BEGIN Text to read
Agri-Food Innovators Honoured in Thunder Bay
The Premier's Award for Agri-Food Innovation Excellence recognizes the innovative contributions of producers, processors, agri-food organizations and rural communities in Ontario. Their innovations improve existing products, create new jobs and grow Ontario's economy.
The 2014 awards recognized 50 award recipients across the province, including the top Premier's Award, Minister's Award, and three Leaders in Innovation award winners.
The following are 2014 regional award recipients of the Premier's Award for Agri-Food Innovation Excellence from the Cochrane, Kenora, Manitoulin, Thunder Bay and Timiskaming districts.
Boreal Birch Syrup - Murillo
Sales of birch syrup are rising faster than sap in the spring. But producing that sought-after topping is extremely energy-and labour-intensive. That's why Boreal Birch Syrup set out to slash its energy consumption in 2013. A newly-installed reverse osmosis filtration unit improved the overall quality of the syrup and cut boiling time in half. As a result, the company has reduced firewood consumption by 50 per cent. Meanwhile, specially built mobile tanks placed at central locations, have shrunk the distance sap haulers have to travel. The efficiencies aren't just good for the planet. They have also allowed the company to tap 25 per cent more trees with the same number of workers - giving sweet-toothed customers more of the syrup they crave.
END Text to read
Goals.
1. According to the article on the Thunder Bay agri-food innovation awards, by how much did Boreal Birch Syrup cut its firewood consumption?
2. Pick up the article on the Thunder Bay agri-food innovation awards after its last sentence and keep writing.
BEGIN Data lines
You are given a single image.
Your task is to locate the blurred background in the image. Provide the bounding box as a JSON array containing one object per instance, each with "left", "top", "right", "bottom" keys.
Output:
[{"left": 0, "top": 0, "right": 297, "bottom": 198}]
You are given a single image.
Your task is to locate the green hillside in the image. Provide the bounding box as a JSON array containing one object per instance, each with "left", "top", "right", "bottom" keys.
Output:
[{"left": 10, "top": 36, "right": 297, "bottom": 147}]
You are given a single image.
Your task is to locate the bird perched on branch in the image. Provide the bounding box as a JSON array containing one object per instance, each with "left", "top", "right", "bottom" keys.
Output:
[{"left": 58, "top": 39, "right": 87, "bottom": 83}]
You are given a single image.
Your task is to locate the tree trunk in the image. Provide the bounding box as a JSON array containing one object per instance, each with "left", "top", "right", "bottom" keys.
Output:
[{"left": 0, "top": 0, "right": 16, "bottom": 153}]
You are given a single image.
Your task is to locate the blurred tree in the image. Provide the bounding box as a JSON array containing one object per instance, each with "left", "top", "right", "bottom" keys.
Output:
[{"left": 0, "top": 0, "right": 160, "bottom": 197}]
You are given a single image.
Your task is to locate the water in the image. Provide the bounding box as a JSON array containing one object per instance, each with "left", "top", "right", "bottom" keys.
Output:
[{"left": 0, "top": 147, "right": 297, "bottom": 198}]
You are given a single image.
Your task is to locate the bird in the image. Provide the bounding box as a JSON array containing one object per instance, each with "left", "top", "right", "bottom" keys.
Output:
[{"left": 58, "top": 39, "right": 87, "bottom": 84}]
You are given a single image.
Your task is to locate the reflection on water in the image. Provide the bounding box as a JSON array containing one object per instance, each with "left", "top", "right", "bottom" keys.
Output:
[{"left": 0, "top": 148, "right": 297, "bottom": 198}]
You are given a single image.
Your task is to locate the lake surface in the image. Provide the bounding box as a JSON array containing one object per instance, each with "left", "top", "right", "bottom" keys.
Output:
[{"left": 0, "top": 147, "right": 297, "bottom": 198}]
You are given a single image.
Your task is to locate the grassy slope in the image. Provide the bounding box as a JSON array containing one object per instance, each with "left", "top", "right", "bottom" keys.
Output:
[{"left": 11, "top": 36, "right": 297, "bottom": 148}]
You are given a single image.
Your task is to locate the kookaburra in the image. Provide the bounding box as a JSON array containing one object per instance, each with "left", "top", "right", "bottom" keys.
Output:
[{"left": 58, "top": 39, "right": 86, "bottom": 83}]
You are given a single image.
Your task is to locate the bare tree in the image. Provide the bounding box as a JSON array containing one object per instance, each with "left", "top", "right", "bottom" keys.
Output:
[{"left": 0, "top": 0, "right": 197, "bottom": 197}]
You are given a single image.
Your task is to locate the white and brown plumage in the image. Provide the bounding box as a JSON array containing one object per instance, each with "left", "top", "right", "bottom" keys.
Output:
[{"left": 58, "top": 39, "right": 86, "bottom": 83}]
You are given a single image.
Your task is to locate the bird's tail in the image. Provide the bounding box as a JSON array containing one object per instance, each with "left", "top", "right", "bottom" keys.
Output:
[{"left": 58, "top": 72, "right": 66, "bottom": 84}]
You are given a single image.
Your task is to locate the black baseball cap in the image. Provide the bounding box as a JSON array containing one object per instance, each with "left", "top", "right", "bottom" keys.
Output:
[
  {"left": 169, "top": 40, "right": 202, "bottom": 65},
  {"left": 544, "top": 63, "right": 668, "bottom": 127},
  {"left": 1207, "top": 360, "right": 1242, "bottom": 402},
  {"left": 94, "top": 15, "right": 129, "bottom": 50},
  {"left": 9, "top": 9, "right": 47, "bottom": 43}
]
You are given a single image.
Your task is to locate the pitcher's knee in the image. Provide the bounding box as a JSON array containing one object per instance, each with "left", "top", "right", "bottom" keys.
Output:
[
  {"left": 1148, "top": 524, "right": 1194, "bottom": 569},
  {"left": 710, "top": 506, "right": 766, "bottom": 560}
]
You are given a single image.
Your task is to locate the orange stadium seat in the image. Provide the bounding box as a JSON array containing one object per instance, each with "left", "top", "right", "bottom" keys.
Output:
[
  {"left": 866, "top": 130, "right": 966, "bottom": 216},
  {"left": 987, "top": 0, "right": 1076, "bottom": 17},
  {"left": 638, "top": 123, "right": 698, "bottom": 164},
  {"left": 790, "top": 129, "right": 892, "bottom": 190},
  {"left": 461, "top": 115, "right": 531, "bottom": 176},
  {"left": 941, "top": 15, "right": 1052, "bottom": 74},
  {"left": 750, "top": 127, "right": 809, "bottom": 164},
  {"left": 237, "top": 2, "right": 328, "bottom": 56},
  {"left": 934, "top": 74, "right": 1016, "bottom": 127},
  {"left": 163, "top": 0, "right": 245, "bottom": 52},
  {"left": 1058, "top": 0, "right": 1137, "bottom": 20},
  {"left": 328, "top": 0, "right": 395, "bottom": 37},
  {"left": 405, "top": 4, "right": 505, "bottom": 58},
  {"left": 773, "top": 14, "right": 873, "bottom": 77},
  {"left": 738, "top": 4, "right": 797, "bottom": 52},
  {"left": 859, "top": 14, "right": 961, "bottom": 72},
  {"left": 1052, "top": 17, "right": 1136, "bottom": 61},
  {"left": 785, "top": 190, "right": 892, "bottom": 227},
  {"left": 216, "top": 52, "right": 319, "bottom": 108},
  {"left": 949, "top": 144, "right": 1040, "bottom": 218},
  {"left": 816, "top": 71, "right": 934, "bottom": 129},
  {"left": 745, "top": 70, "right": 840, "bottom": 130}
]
END Data lines
Results.
1. By 50 percent.

2.
When you're 350 kilometres from any major city, attracting the critical mass required for a farmers' market or farm gate sales presents problems. So Cloverbelt Local Food Co-operative took to the Internet, with huge success. Now, instead of driving all over the region to buy local food products, consumers can just click their choices from an online list. The concept is a hit with customers, who now have convenient access to fresh local food year round. Producers are equally happy. Launched in December 2013, the co-op is already benefiting farmers, bakeries, abattoirs, food processors and wild food harvesters involved.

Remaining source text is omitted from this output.